- Source:
Green Rice

A pastor at the base of an Ecuadorian volcano had already started the work. What changed was the water — and what an eight-word sentence from a five-year-old made plain.

When Joel was five years old, his rice came out the color of grass.

That was everyday in his community. Green rice, cooked in green water, served in a one-room house at the foot of an Andean volcano. The water came from a creek at the bottom of a steep gorge, more than an hour’s walk down from the settlement. It was thick with algae. Children carried it home in five-gallon buckets, hauling them back up the climb because somebody had to fetch it and the men were at work all day. The water was the color of pond scum, and so was the rice it cooked. That was breakfast. That was dinner.

Joel’s family lived in a cluster of houses in the highlands of central Ecuador, on a hillside at the base of a volcano. Most of his neighbors had come down from higher elevations looking for steady work, and they had found it making concrete blocks — pouring volcanic ash and cement into wooden molds, lifting the cured blocks, stacking them, breathing dust all day long. The men started at four in the morning. They finished at ten at night. At the time of our first visit, the wage was three dollars a day.

There was no running water in the settlement. There was no school most of the children attended consistently — too many of them, like Joel, were the ones hauling buckets. There were the blocks, the climb, the green rice.

There was also, on the edge of the settlement, a small church. And inside that small church was a pastor named Abraham.

A pastor who had been at it a long time

Pastor Abraham had not been waiting for an outside organization to come help his community. For years, he had been quietly doing what he could.

His church members were as poor as their neighbors. Most of them were market vendors and day laborers themselves, with no extra money in their own pockets. But what they had was a few hours before sunrise. So that is what they used. Several of them got up at four a.m. and picked up extra shifts at the local markets — unloading produce, setting up vendors’ stalls, doing whatever earned a little cash before the sun came up. The money went into bags of rice, which they carried back to the church and cooked there for the children of the settlement, including Joel, whenever there was enough.

- Task requirements:
1. In the green rice article, list the tasks the block makers do while making concrete blocks.
2. Print the green rice article from "A pastor who" to "there was enough.".
The items have no connection to the green rice article.

- Stored rows:
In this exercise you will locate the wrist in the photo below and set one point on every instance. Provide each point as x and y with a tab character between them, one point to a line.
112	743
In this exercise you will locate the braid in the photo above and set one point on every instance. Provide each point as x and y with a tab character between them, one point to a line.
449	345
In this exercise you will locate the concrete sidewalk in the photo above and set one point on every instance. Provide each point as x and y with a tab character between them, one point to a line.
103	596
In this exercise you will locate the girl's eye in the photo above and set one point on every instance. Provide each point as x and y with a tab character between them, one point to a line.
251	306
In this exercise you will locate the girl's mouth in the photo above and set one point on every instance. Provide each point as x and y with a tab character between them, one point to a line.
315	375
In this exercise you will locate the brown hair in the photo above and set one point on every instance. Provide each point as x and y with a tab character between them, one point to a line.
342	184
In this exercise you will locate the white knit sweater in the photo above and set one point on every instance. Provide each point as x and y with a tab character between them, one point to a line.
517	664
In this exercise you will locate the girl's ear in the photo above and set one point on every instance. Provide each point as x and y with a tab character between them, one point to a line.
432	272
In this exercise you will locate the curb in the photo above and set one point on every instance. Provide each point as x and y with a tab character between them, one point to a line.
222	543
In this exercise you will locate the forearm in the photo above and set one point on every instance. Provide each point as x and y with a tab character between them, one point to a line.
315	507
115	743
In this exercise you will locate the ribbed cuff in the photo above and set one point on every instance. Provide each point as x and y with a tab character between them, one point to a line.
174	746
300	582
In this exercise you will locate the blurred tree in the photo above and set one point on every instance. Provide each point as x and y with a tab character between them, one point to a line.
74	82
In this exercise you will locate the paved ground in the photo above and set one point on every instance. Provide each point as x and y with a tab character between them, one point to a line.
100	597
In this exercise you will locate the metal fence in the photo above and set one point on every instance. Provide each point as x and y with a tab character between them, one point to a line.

- Task-by-task solutions:
1.
- Pouring volcanic ash and cement into wooden molds
- Lifting the cured blocks
- Stacking them
- Breathing dust all day long

2.
A pastor who had been at it a long time

Pastor Abraham had not been waiting for an outside organization to come help his community. For years, he had been quietly doing what he could.

His church members were as poor as their neighbors. Most of them were market vendors and day laborers themselves, with no extra money in their own pockets. But what they had was a few hours before sunrise. So that is what they used. Several of them got up at four a.m. and picked up extra shifts at the local markets — unloading produce, setting up vendors’ stalls, doing whatever earned a little cash before the sun came up. The money went into bags of rice, which they carried back to the church and cooked there for the children of the settlement, including Joel, whenever there was enough.